*Text section*.
The wait is over! One of the year’s most hotly anticipated releases is finally set to land this week, with the new sci-fi spectacular Mickey 17 arriving at Cineworld cinemas on 7 March.
The latest movie from Bong Joon-ho – who directed the Academy Award-winning Parasite – it stars Robert Pattinson as Mickey Barnes, a down-on-his-luck Earthling who signs up to become an ‘expendable’ worker on a human colony. In a nutshell, it’s a highly dangerous job and so he’s fully expected to die multiple times while carrying out his tasks, with a clone replacing him every time he does. However, things go pear-shaped when one of the clones is mistakenly presumed dead, meaning that two Mickeys end up existing side by side…
It’s a fascinating premise alright, and considering Bong Joon-ho’s Oscar-winning credentials should be a cracking movie. But what have critics been saying about it? Here are some quotes from the first reviews…
The Outside Scoop’s Scott Mendelson highlighted the film’s political messaging, calling the movie “a gleefully cynical and grim riff on corporatized government run by self-idealizing idiots who hide behind religion as they turn the working class into literal expendable widgets”.

*Information shown*.
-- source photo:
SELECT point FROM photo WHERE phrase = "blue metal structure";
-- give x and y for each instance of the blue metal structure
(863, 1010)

*To be done*.
Could you pick up the roundup of early Mickey 17 reviews after its last quote and keep it going? This listing has no connection to the Mickey 17 review roundup.

*Expected answer*.
The Guardian critic Peter Bradshaw was largely positive about the film, hailing it as “visually spectacular, with some very sharp, angular moments of pathos and horror”.
And in her four-star write-up, Empire’s Helen O’Hara also heaped a fair amount of praise on it, stating: “Like Mickey himself, it’s goofy and a little inconsistent, but it’s also funny, thoughtful and more plausible than we might like.” She rounded off her review by labelling Mickey 17 as “a charming space oddity for these unusual times”.
Clarisse Loughrey, writing for the Independent, gave Mickey 17 five stars out of five, describing Bong Joon-ho’s movie as “an absurdist, anti-capitalist, Trump-mocking masterpiece”.
Screen Daily scribe Tim Grierson paid particular attention to the leading man’s performance, writing: Pattinson has fun playing the Mickeys – one timid, one hostile – but it’s his performance as Mickey 17 that gives this sci-fi picture its resonance. Dying over and over, our hero just wants to make sure his soul survives; Pattinson locates it from the first frame.”
As for Sight and Sound’s Roger Luckhurst, he took a shine to another of the film’s actors – who many viewers will recognise from a popular TV series. “One slavish devotee we follow is played by the English comedian Tim Key, perhaps best known as Sidekick Simon to Alan Partridge. It’s a quirk turn, performed for most of the film in a fancy-dress pigeon outfit: an indication of Bong’s pleasing devotion to oddity.”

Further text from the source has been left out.